■ Task item
Reproduce word for word the portion of the article on Ugandans facing COVID-19 starting at "In March, the" and ending at "was still closed.".

■ Document segment
============

Ugandans Rise up to the Economic Challenge during COVID-19

In March, the Corona virus that begun in Wuhan China was pronounced a pandemic posing a threat to the whole world. The President of Uganda, H.E Yoweri Kaguta Museveni then pronounced a lock down on the whole country, sending students back home, public transport put on hold, and work places temporarily shut down. Many begun to wonder where they would get income to feed their children and families. One Habiba. Nalubega says, “Since some of my relatives could not support themselves, they had to come to stay with us.” She continued to say that the cost of living had increased and yet their shop from which they earned a living was still closed.

Such is the case for many Ugandans but also some rose up to the challenge and begun to build new businesses and ideas. Jennifer. Anek, 26 year old citizen of Ugandan said, “During the lock down I realised I have always had a passion to cook, so I began a catering business; Jenny’s Kitchen.” She continued to say that with the help of her phone and the internet, she posted a few pictures of her delicious meals which caught the eye of many and they began to make orders. With time the business grew. “Now cook for small events like baby showers, birthdays and more.”

Many Ugandans had to take up the challenge to learn how to use the internet and scout for customers. I ordered an Uber and for the first time my driver was a lady. When I asked her how long she had been working for Uber, she confirmed that she begun during the lock down. “I heard from a friend that people are being recruited to work for Uber, so I signed up to work instead of sitting at home lamenting about the situation.”To many the Pandemic has been a blow in face after jotting down New Year resolutions and having to put them on hold. But, for those who refused the situation to keep them down, they have tried out something new. John Robert a student from Makerere University doing business says that this period gave him a chance to develop a foundation that seeks to reach out to the community with specific interest in children. “We have given food to children in the ghetto during this period,” he says.

============

■ Data extract
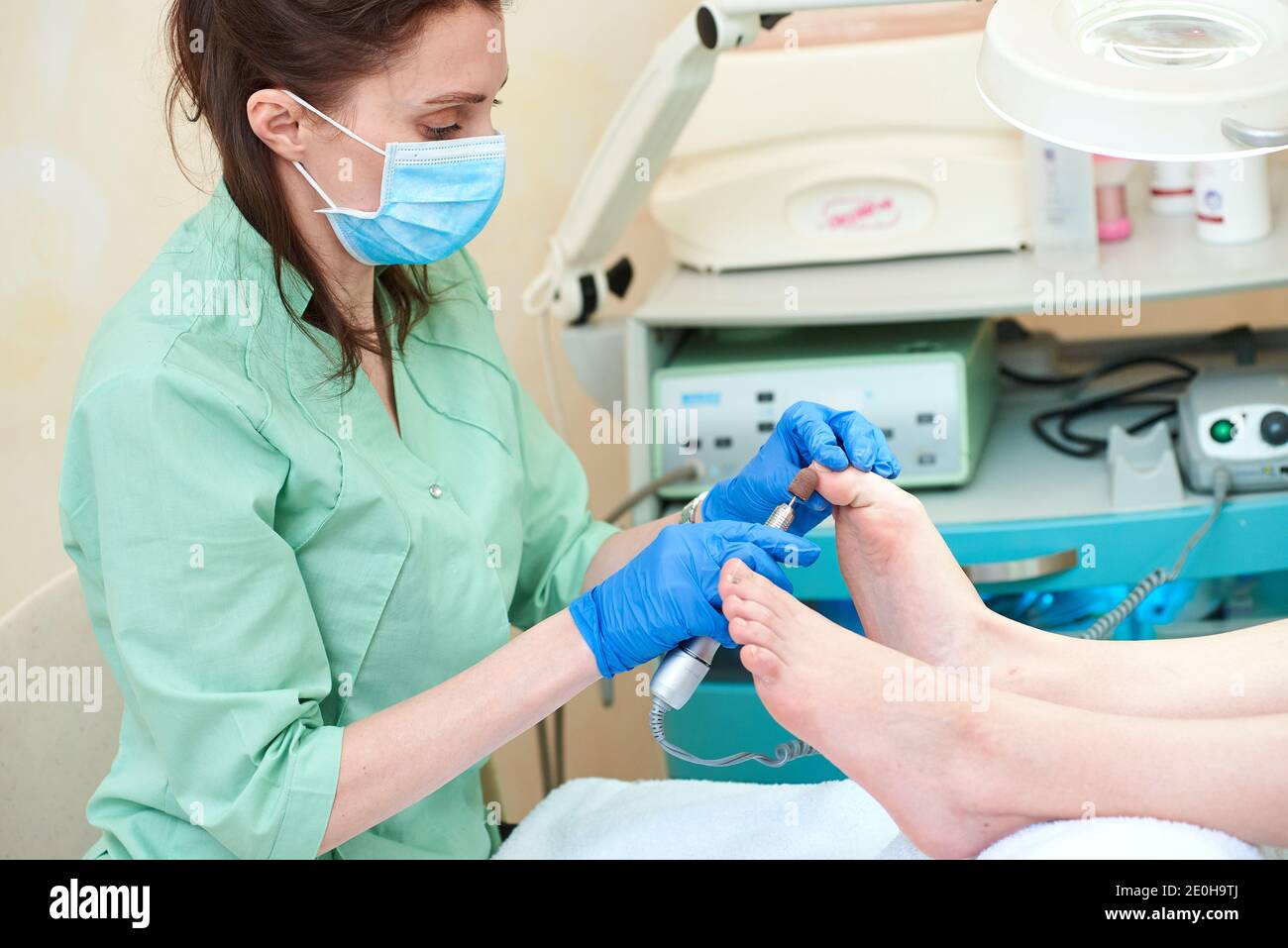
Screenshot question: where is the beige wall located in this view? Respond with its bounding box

============

■ Expected answer
In March, the Corona virus that begun in Wuhan China was pronounced a pandemic posing a threat to the whole world. The President of Uganda, H.E Yoweri Kaguta Museveni then pronounced a lock down on the whole country, sending students back home, public transport put on hold, and work places temporarily shut down. Many begun to wonder where they would get income to feed their children and families. One Habiba. Nalubega says, “Since some of my relatives could not support themselves, they had to come to stay with us.” She continued to say that the cost of living had increased and yet their shop from which they earned a living was still closed.